- **Exercise objective**
Transcribe, word for word, the line containing "Indicate every instance of the blurred green" and each line following it through the end of the listing below. Omit all other lines.

>> begin Provided material

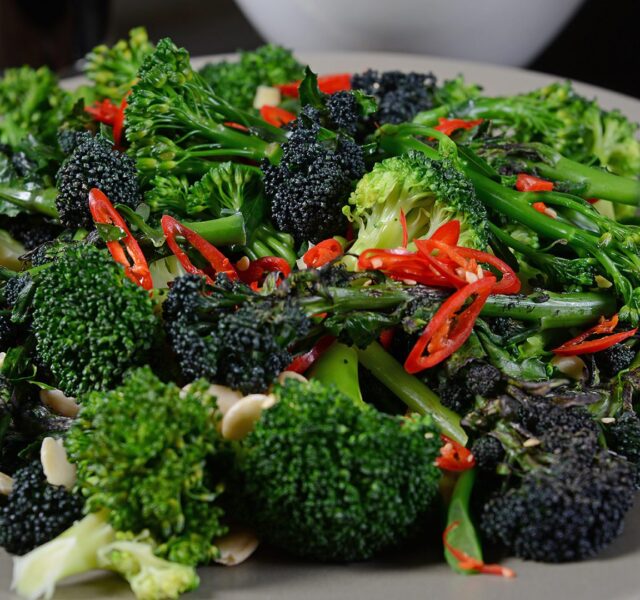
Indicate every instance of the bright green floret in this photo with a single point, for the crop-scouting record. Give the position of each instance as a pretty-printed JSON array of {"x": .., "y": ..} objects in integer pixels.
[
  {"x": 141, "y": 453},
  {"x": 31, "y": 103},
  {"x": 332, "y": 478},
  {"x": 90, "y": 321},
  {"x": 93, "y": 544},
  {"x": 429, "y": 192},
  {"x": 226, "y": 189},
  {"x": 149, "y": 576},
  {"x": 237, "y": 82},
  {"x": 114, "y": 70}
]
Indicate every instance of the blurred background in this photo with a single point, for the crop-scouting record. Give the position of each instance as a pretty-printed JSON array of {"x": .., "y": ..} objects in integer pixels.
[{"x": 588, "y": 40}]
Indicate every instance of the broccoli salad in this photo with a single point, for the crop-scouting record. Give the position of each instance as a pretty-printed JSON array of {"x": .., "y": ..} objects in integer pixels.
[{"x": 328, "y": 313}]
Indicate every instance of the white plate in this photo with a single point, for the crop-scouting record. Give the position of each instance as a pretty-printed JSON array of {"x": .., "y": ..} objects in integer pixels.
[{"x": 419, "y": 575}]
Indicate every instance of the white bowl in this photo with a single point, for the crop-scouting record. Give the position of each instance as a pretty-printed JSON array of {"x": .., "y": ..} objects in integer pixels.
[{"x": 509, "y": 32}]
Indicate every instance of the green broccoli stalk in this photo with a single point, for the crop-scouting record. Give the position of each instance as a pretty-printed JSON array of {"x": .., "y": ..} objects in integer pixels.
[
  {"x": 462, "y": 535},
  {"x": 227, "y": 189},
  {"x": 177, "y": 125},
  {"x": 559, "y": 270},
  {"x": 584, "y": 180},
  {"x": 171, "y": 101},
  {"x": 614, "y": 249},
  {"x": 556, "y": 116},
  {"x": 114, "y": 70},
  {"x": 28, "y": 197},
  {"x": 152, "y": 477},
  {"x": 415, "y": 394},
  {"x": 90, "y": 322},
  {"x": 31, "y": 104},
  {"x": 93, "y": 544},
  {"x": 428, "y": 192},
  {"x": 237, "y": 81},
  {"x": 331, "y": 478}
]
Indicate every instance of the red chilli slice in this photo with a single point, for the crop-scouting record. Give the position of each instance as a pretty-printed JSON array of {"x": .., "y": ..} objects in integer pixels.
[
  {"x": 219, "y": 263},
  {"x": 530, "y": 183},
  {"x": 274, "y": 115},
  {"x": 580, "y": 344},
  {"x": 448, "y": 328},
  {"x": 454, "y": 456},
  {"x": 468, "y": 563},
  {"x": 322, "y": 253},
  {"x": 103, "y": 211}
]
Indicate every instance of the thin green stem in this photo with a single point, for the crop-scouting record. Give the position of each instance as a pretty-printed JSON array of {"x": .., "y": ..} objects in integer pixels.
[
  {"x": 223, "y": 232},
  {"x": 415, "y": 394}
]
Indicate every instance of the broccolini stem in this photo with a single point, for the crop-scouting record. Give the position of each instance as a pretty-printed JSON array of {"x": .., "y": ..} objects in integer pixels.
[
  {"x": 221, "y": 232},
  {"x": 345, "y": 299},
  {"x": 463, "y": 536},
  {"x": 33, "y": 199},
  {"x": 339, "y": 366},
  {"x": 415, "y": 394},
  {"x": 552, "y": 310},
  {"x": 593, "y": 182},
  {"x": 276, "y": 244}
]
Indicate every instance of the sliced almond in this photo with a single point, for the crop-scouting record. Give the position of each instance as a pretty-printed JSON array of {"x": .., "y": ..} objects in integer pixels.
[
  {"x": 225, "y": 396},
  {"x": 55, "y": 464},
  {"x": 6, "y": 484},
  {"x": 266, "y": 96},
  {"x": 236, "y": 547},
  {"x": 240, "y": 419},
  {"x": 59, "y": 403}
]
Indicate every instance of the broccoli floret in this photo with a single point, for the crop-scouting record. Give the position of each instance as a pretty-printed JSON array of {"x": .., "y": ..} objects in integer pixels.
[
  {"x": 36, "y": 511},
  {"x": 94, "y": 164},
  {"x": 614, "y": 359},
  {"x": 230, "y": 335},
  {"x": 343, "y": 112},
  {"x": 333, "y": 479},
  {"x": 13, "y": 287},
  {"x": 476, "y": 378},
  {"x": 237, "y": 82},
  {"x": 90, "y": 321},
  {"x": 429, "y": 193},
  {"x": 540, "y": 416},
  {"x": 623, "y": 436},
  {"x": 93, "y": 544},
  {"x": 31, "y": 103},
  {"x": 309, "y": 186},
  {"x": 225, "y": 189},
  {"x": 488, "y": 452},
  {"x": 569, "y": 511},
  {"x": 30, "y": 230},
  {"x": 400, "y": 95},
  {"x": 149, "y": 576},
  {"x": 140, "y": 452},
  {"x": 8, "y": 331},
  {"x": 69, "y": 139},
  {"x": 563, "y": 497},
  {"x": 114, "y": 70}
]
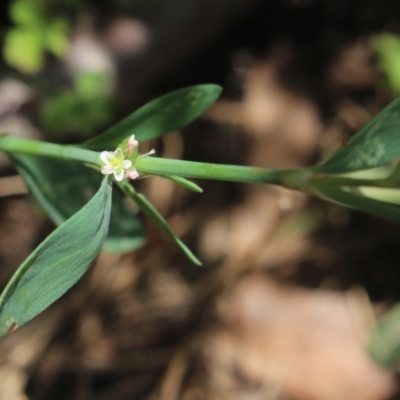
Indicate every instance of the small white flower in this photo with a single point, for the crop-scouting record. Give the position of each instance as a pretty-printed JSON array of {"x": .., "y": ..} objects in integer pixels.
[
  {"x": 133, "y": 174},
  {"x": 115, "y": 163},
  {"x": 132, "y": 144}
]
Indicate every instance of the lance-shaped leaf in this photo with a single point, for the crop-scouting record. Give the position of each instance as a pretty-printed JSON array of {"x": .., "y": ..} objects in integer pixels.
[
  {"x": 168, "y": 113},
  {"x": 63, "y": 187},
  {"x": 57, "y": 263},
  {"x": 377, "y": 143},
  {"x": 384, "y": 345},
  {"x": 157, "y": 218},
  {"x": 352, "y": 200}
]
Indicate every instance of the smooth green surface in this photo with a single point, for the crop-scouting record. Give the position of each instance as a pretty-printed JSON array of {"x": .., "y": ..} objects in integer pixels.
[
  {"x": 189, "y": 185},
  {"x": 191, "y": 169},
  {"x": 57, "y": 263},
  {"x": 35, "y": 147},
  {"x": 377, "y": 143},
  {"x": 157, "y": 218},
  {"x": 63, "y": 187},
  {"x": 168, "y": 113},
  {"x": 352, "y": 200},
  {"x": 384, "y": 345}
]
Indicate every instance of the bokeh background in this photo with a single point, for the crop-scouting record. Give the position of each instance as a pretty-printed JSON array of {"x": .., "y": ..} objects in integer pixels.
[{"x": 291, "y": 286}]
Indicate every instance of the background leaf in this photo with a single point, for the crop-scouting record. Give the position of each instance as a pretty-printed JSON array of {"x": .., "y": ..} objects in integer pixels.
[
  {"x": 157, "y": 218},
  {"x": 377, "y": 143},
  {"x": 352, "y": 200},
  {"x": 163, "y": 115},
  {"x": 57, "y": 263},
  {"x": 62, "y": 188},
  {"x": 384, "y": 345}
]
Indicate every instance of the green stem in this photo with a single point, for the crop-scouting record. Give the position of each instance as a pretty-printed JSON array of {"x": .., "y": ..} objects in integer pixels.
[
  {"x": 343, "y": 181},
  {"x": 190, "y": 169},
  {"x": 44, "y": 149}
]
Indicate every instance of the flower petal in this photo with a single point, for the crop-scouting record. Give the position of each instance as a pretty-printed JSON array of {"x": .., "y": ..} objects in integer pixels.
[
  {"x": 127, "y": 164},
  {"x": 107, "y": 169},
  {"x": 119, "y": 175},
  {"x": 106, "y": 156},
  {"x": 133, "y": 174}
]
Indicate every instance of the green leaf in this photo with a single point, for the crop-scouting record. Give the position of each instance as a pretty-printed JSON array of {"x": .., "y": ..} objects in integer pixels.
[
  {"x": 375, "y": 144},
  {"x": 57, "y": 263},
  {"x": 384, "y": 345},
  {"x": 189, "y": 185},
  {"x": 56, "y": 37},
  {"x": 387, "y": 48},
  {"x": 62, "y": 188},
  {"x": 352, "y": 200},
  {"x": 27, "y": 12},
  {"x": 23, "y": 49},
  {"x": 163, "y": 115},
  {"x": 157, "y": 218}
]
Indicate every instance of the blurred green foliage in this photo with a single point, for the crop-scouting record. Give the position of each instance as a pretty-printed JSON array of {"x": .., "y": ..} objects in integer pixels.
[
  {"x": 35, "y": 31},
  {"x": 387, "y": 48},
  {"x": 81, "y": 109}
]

>> end Provided material

- **Solution for this problem**
Indicate every instance of the blurred green foliage in this photo with a single point, for the crop-scouting record. Give the position of each instance as a pretty-printed JSON array of {"x": .., "y": ..} objects in integer pixels.
[
  {"x": 35, "y": 31},
  {"x": 387, "y": 48},
  {"x": 81, "y": 109}
]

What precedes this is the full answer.